SHORT TASK =
Transcribe the text lines of every entry below exactly, leaving the pictures out.
>> START GIVEN RECORDS
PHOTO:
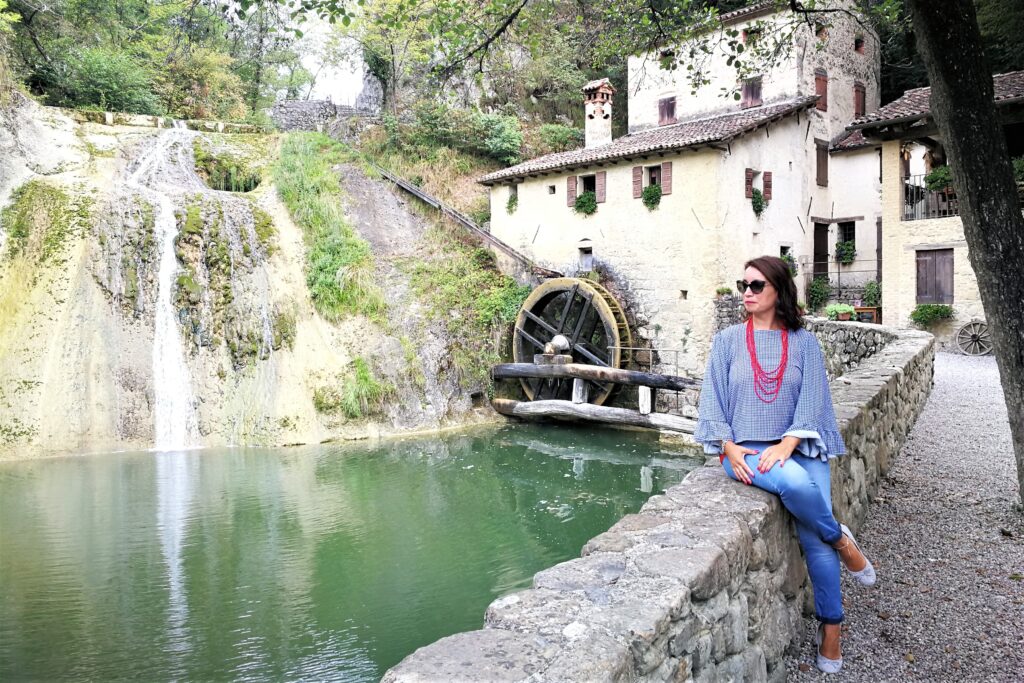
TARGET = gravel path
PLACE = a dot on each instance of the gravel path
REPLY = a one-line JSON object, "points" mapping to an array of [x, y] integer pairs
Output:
{"points": [[947, 545]]}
>> END GIVEN RECORDS
THE OUTPUT =
PHOTO:
TARGET = gravel path
PLACE = a dot on each instance of the gravel path
REPLY = a one-line JSON object, "points" mapping to an array of [x, y] integer pairs
Output:
{"points": [[947, 545]]}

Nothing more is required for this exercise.